A while ago whilst doing the washing up I started to think
about the relationship of circles and spheres to squares and
boxes. This led me to come up with a little recipe for concocting
a different way of looking at the relationships. It goes as
follows:-Recipe for Occulted Pie
Pi, as we all know, is the manifestation of the relationship
between the diameter and the circumference of a circle. This
relationship brings about the ability to calculate the area of a
circle, the volume of a sphere and the surface area of a sphere
or, by division, parts thereof.
Pi is assigned the value 3.141592654 etc. but for the sake of
convenience can be stated as being 3.1416 bringing it to four
places of decimals. If we start from the point of calculating the
area of a circle we would use the formula pi x r2 .

### [YOUR TASKS]
1. Translate this sentence from the piece on pi and circles into Spanish: "This relationship brings about the ability to calculate the area of a circle, the volume of a sphere and the surface area of a sphere or, by division, parts thereof."
2. Pick up the piece on pi and circles after its last sentence and carry it on in the same voice.

### [DATA]
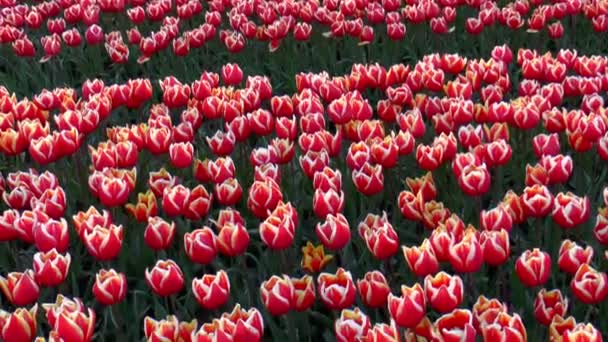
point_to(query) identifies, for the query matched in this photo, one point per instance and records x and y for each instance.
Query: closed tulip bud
(505, 327)
(582, 332)
(408, 309)
(559, 168)
(20, 325)
(570, 210)
(212, 290)
(549, 304)
(421, 259)
(466, 256)
(52, 234)
(314, 258)
(352, 325)
(159, 233)
(443, 291)
(20, 288)
(456, 326)
(104, 243)
(337, 291)
(533, 267)
(165, 278)
(373, 289)
(537, 201)
(495, 246)
(110, 287)
(51, 268)
(589, 286)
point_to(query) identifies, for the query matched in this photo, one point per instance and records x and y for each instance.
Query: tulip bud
(212, 290)
(165, 278)
(110, 287)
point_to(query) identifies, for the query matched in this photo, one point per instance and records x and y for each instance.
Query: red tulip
(373, 289)
(212, 290)
(537, 201)
(443, 291)
(549, 304)
(456, 326)
(570, 210)
(466, 256)
(408, 309)
(495, 246)
(20, 325)
(337, 291)
(51, 268)
(533, 267)
(159, 233)
(110, 287)
(165, 278)
(20, 288)
(589, 286)
(352, 325)
(277, 295)
(421, 260)
(104, 243)
(70, 319)
(304, 293)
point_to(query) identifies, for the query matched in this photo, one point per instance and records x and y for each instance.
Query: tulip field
(303, 170)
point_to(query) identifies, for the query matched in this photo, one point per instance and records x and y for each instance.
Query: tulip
(589, 285)
(549, 304)
(334, 233)
(20, 325)
(352, 325)
(304, 293)
(201, 245)
(505, 327)
(533, 267)
(314, 258)
(379, 235)
(582, 332)
(537, 201)
(456, 326)
(70, 319)
(110, 287)
(104, 243)
(159, 233)
(572, 256)
(212, 290)
(373, 289)
(443, 291)
(495, 247)
(165, 278)
(421, 260)
(570, 210)
(337, 291)
(408, 309)
(20, 288)
(466, 256)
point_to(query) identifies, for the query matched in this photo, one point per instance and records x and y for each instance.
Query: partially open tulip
(212, 290)
(110, 287)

### [EXPECTED RESULTS]
1. Esta relación permite calcular el área de un círculo, el volumen de una esfera y el área de la superficie de una esfera o, por división, partes de ellos.

2.
But, if we take the said circle and place it in a square so that
the circle touches each side of the square without cutting it, we
can calculate the area of both square and circle and then compare
one area with the other to find the circle to square ratio. This
happens to be 0.7854:1. The area of the circle can now be
calculated by using the formula 0.7854 x d2 , where d
is the diameter of the circle. This proportion is one quarter of
Pi or pi/4. We now have the first occulted pie.
From here we can move on to calculating the volume of a sphere.
By using the same method as before but instead of a circle in a
square we can now place a sphere in a box and work it out from
there. The volume of a sphere is calculated by using the formula
(4/3)pi x r3 and the volume of the box is length times
height times depth. By comparing the results we come up with a
ratio of 0.5236:1 which means that we can now use the formula for
finding the volume of a sphere as d3 x 0.5236. This
proportion just happens to be one-sixth of pi or pi/6. This is
the second occulted pie.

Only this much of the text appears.